In früheren Untersuchungen wurde das Mikrobiom des Darmes bereits mit unterschiedlichen Einflüssen auf die Gesundheit des Menschen in Zusammenhang gebracht. So soll eine veränderte Zusammensetzung der Mikroben im Darm unter anderem zu Typ-2-Diabetes, Herz-Kreislauf-Erkrankungen, Krebs und Übergewicht beitragen.

In der aktuellen Studie fanden US-Forscher um Charisse Petersen von der School of Medicine der University of Utah in Mäuseexperimenten nun heraus, dass das Immunsystem die Darmmikroben direkt beeinflusst und damit deren Fettaufnahme reguliert. Die Zellen des Immunsystems sorgen dafür, dass Antikörper des Typs Immunglobulin A (IgA) in den Darm entlassen werden und dort schädliche Bakterien erkennen und eindämmen. Dadurch können sich die nützlichen Bakterien, etwa Vertreter der Familie der Clostridien, vermehren. Einige Clostridien sorgen dafür, dass die Darmzellen nicht übermäßig viele Fette aufnehmen, und kontrollieren damit den gesunden Stoffwechsel des Menschen.

Im Krankheitsfall weniger Clostridien

Konkret beobachteten Petersen und sein Team, dass Mäuse mit einem schwachen Immunsystem mit derselben Ernährung und unter denselben Lebensbedingungen deutlich schwerer wurden als gentechnisch nicht veränderte Labormäuse. Die Wissenschafter ziehen daraus den Schluss, dass das geschwächte Immunsystem das Mikrobiom des Darms negativ beeinflusst.

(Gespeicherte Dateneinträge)

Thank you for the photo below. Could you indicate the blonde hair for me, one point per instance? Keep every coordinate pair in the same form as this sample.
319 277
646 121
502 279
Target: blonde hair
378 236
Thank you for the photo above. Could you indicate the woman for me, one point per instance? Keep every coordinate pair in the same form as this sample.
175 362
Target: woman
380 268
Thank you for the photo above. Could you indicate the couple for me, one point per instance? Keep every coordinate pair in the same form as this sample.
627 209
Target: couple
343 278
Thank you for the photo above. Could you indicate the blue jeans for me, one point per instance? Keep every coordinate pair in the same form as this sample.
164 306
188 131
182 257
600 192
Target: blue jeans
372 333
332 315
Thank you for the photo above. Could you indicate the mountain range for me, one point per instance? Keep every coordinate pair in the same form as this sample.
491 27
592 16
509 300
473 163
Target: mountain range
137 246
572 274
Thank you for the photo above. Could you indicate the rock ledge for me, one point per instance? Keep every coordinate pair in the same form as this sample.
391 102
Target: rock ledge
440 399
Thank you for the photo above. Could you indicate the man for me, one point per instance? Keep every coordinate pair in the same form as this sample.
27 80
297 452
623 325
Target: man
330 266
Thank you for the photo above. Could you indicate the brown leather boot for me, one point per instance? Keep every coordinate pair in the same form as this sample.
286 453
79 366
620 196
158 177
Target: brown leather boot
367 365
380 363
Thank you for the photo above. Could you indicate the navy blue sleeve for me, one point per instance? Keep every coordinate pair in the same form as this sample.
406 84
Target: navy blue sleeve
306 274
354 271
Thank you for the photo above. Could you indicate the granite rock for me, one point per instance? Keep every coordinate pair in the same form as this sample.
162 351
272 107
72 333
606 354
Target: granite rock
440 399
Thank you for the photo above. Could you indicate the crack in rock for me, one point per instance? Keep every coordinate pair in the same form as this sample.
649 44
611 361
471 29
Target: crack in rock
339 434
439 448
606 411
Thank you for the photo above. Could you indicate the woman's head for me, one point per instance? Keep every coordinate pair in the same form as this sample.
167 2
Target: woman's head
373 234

▶ Zu erledigen
[1] Gib aus dem Text zum Darmmikrobiom einen Abschnitt wortgetreu wieder: Beginne bei den Worten „Konkret beobachteten Petersen“ und höre nach „Darms negativ beeinflusst.“ auf.
[2] Erläutere anhand des Textes zum Darmmikrobiom, weshalb sich nützliche Bakterien wie die Clostridien im Darm vermehren können.
Die Daten spielen hierfür keine Rolle.

▶ Antworten
[1]
Konkret beobachteten Petersen und sein Team, dass Mäuse mit einem schwachen Immunsystem mit derselben Ernährung und unter denselben Lebensbedingungen deutlich schwerer wurden als gentechnisch nicht veränderte Labormäuse. Die Wissenschafter ziehen daraus den Schluss, dass das geschwächte Immunsystem das Mikrobiom des Darms negativ beeinflusst.

[2] Zellen des Immunsystems sorgen dafür, dass Antikörper vom Typ Immunglobulin A (IgA) in den Darm entlassen werden. Diese Antikörper erkennen dort schädliche Bakterien und dämmen sie ein. Dadurch können sich die nützlichen Bakterien, etwa Vertreter der Familie der Clostridien, vermehren.